Aim of the exercise:
Reproduce the listing below verbatim.
[START OF Dataset records]
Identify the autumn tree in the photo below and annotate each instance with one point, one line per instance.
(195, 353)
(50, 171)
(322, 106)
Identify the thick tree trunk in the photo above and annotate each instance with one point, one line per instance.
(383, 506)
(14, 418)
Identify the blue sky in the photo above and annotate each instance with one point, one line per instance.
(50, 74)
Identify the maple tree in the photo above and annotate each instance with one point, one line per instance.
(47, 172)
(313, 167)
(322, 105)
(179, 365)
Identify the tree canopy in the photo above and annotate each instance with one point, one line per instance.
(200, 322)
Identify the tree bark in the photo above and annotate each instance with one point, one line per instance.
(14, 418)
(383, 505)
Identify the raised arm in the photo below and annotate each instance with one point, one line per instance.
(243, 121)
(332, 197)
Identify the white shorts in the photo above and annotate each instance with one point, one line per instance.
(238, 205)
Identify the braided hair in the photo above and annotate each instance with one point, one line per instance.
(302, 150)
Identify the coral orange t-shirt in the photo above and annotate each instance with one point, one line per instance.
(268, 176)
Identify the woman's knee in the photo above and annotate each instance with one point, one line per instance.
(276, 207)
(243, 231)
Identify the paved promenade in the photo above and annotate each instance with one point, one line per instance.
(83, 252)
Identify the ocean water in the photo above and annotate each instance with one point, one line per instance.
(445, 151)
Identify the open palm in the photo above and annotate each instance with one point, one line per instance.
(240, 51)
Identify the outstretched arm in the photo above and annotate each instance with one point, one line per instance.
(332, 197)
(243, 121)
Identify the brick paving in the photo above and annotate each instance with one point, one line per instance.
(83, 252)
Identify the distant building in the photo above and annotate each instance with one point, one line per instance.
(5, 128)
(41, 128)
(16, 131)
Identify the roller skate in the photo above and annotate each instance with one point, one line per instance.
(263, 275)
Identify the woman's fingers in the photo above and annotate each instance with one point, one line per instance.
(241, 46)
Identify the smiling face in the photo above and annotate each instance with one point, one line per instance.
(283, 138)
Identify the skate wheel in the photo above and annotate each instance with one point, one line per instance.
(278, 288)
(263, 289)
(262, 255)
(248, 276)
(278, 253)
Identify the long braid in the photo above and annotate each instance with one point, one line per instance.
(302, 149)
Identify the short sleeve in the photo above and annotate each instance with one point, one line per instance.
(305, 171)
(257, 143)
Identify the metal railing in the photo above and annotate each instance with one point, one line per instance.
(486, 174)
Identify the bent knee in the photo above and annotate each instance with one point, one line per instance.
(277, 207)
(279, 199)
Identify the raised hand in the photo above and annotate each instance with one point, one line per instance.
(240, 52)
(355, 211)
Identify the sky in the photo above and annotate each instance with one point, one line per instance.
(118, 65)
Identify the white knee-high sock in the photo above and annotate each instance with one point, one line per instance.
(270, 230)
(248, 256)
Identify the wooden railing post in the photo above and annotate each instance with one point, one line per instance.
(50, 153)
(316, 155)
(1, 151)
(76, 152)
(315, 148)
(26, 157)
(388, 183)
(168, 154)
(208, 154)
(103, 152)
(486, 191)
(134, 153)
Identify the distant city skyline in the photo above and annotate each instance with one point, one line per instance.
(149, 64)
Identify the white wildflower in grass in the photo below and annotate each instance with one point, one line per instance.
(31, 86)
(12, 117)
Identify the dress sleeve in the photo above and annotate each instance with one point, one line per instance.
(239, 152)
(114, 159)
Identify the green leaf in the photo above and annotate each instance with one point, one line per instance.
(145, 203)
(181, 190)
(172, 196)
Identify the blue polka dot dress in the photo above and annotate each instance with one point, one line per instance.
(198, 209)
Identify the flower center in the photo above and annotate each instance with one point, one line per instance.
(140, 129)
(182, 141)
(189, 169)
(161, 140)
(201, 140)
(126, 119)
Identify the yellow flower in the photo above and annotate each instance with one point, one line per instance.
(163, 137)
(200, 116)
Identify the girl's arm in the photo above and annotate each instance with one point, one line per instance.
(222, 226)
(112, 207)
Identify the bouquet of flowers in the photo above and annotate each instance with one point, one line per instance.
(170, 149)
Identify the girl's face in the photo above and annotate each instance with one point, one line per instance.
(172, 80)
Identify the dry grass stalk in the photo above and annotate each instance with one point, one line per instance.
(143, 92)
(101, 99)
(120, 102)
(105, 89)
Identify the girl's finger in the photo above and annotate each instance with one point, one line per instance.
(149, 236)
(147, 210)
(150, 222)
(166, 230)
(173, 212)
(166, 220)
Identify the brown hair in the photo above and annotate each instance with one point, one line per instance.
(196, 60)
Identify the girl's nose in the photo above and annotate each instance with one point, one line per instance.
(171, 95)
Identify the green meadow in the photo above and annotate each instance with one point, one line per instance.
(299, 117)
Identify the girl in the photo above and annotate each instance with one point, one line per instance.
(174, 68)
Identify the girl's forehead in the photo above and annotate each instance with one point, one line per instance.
[END OF Dataset records]
Correct result:
Identify the autumn tree in the photo below and annotate each instance with one point, one line per instance.
(195, 353)
(50, 171)
(322, 106)
Identify the thick tree trunk in the photo above and annotate each instance with one point, one line per instance.
(383, 506)
(14, 418)
Identify the blue sky in the photo above and annotate each instance with one point, one line per instance.
(50, 74)
Identify the maple tree in the photo above and annotate each instance with one point, one line per instance.
(47, 172)
(313, 167)
(322, 105)
(179, 365)
Identify the tree canopy in the photo above and annotate each instance with one point, one line per instance.
(200, 322)
Identify the tree bark in the photo above and annotate each instance with one point, one line per instance.
(14, 418)
(383, 505)
Identify the raised arm in the photo below and annotate each instance with one point, one line per instance.
(243, 121)
(332, 197)
Identify the white shorts in the photo above and annotate each instance with one point, one line per instance.
(238, 205)
Identify the braided hair in the photo above and annotate each instance with one point, one line per instance.
(302, 150)
Identify the coral orange t-shirt in the photo above and annotate each instance with one point, one line per instance.
(268, 176)
Identify the woman's knee in the photo above and annotate each instance with one point, one line per instance.
(276, 207)
(243, 231)
Identify the paved promenade in the photo above and annotate each instance with one point, one line per instance.
(83, 252)
Identify the ocean water in the photo above and annotate each instance with one point, one line per instance.
(445, 151)
Identify the open palm in the photo above and annotate each instance with one point, one line per instance.
(240, 51)
Identify the outstretched arm in the photo above and annotate each instance with one point, one line per instance.
(332, 197)
(243, 121)
Identify the brick paving in the photo above and annotate each instance with one point, one line per instance.
(83, 252)
Identify the distant building in the photo above and annotate each instance with one point, one line per instance.
(5, 128)
(41, 128)
(16, 131)
Identify the roller skate in the photo above and annotate each instance with one point, one line per instance.
(263, 275)
Identify the woman's fingers in the photo above and annotate each instance with one point, one line per instance.
(241, 46)
Identify the smiling face in the photo above and annotate each instance with one point, one line per instance.
(283, 138)
Identify the skate wheel in the photo above and annotate each instance with one point, one line per instance.
(278, 288)
(263, 289)
(262, 255)
(248, 276)
(278, 253)
Identify the long braid in the photo above and annotate each instance with one point, one line per instance.
(302, 149)
Identify the short sleeve in the photo above and annotate each instance with one point, one line per instance.
(305, 171)
(257, 143)
Identify the metal railing in the photo above and annotate each instance with one point, one line per instance.
(486, 174)
Identify the bent knee in the photo above and annotate each instance with one point, one line per instance.
(277, 207)
(279, 199)
Identify the raised hand in the photo above and annotate each instance with one point, one line per instance.
(240, 52)
(355, 211)
Identify the sky in the photo above and annotate each instance with one point, one line per instance.
(118, 65)
Identify the white knee-high sock in the photo above and annotate each instance with one point, one line per instance.
(270, 230)
(248, 256)
Identify the wooden railing post in the photo above and annotate each instance with one point, one line per instance.
(50, 153)
(316, 155)
(1, 151)
(76, 152)
(315, 148)
(26, 157)
(388, 183)
(168, 154)
(208, 154)
(103, 152)
(486, 191)
(134, 153)
Identify the distant city skyline in the photo above and annotate each instance with one point, one line per instance.
(149, 64)
Identify the white wildflower in grass in the photo below and annotate each instance with one point, one line per instance.
(31, 86)
(12, 117)
Identify the dress sleeve in the photo above and annotate each instance with one point, one line per instance.
(239, 152)
(114, 159)
Identify the green leaf in the photo above and annotate each instance with one point, one line per instance.
(145, 203)
(181, 190)
(172, 196)
Identify the blue polka dot dress in the photo above and annotate each instance with one point, one line per instance.
(198, 209)
Identify the flower center in the photo above and annotate each instance with one point, one line per instance.
(140, 129)
(182, 141)
(189, 169)
(161, 140)
(201, 140)
(126, 119)
Identify the yellow flower in the photo above and annotate each instance with one point, one line per instance.
(163, 137)
(200, 116)
Identify the girl's arm in the photo above and annotate each instance with one point, one line per instance.
(222, 226)
(112, 207)
Identify the bouquet of flowers in the photo above and annotate each instance with one point, one line per instance.
(170, 149)
Identify the girl's face in the photo above and annotate each instance with one point, one line per instance.
(172, 80)
Identify the dry grass stalk in the photo above and annotate each instance with one point, one line per instance.
(143, 92)
(101, 99)
(120, 102)
(105, 89)
Identify the girl's finger in the photo above and annotate each instance with one point, one line per instance.
(149, 236)
(147, 210)
(150, 222)
(166, 230)
(173, 212)
(166, 220)
Identify the brown hair in the photo above and annotate each instance with one point, one line per instance.
(196, 60)
Identify the girl's nose in the photo above and annotate each instance with one point, one line per instance.
(171, 95)
Identify the green meadow in the photo above and annotate each instance with one point, one line per instance.
(299, 117)
Identify the girl in the photo above and annotate each instance with one point, one line per instance.
(174, 68)
Identify the girl's forehead in the photo above and annotate each instance with one point, one line per instance.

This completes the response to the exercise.